→ **RECORDED DATA**
---

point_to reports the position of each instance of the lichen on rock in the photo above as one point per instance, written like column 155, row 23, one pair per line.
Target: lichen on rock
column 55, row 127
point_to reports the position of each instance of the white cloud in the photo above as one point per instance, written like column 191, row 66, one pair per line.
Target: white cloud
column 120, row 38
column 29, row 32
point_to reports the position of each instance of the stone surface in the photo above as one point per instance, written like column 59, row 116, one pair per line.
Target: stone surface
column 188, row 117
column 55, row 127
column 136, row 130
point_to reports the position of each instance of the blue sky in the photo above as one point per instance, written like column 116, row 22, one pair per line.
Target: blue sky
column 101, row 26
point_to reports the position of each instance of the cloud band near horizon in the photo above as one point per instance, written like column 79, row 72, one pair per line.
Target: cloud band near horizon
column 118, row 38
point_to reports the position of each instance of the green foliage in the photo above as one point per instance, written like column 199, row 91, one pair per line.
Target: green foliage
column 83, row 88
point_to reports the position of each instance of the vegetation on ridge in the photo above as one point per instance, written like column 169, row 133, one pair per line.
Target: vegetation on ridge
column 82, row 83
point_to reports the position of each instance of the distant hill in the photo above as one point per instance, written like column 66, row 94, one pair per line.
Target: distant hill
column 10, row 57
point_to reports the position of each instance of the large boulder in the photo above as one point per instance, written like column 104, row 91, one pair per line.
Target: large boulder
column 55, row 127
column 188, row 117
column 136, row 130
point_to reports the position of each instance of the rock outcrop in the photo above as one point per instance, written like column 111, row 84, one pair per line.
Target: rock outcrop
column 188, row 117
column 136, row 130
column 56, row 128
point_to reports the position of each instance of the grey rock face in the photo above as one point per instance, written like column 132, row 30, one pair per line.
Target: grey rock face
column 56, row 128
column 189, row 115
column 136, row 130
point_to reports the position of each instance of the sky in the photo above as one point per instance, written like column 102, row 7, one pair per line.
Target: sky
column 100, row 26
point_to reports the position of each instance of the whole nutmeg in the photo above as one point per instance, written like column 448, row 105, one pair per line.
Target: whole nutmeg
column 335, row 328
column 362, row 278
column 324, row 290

---

→ **THE TASK**
The expected answer is the complete material, restated exactly.

→ **TASK RESULT**
point_to reports the position of each instance of the lichen on rock in the photo above as one point per instance, written like column 155, row 23, one pair per line.
Target: lichen on rock
column 55, row 127
point_to reports the position of each instance of the white cloud in the photo above as one point per instance, written like column 191, row 66, one pair per line.
Target: white cloud
column 120, row 38
column 29, row 32
point_to reports the position of each instance of the stone surface in the photo above as one point per instance, written like column 59, row 116, one pair per line.
Target: stone surface
column 188, row 117
column 55, row 127
column 136, row 130
point_to reports the position of each instance of the blue sky in the photo above as one point per instance, written like column 116, row 22, one pair per line.
Target: blue sky
column 101, row 26
point_to reports the position of each instance of the cloud band near horizon in the photo above as one point per instance, written like column 79, row 72, one pair per line.
Target: cloud band near horizon
column 118, row 38
point_to reports the position of each instance of the green foliage in the photo above as one point per instance, written like column 199, row 91, one pair per line.
Target: green foliage
column 83, row 88
point_to reports the position of each instance of the vegetation on ridge in the photo above as one point per instance, written like column 169, row 133, one pair per line.
Target: vegetation on ridge
column 82, row 83
point_to reports the position of each instance of the distant hill in the photo above as one point per instance, written like column 66, row 94, one pair per line.
Target: distant hill
column 10, row 57
point_to reports the position of each instance of the large boulder in the photo above as one point per instance, written like column 104, row 91, one pair per line.
Target: large boulder
column 55, row 127
column 188, row 117
column 136, row 130
point_to reports the position of each instance of the rock outcrop in the photo above as one point per instance, written like column 111, row 84, one pair per line.
Target: rock outcrop
column 188, row 117
column 136, row 130
column 56, row 128
point_to reports the position of each instance of the grey rock face in the photo above as one point per instance, written like column 132, row 30, one pair per line.
Target: grey rock face
column 56, row 128
column 189, row 115
column 136, row 130
point_to reports the position of each instance of the sky in the photo above as one point per instance, written like column 102, row 7, one pair per line.
Target: sky
column 100, row 26
point_to reports the position of each instance of the whole nutmeg in the photo above as one point per instance, written like column 448, row 105, one pair per line.
Target: whole nutmeg
column 335, row 328
column 362, row 278
column 324, row 290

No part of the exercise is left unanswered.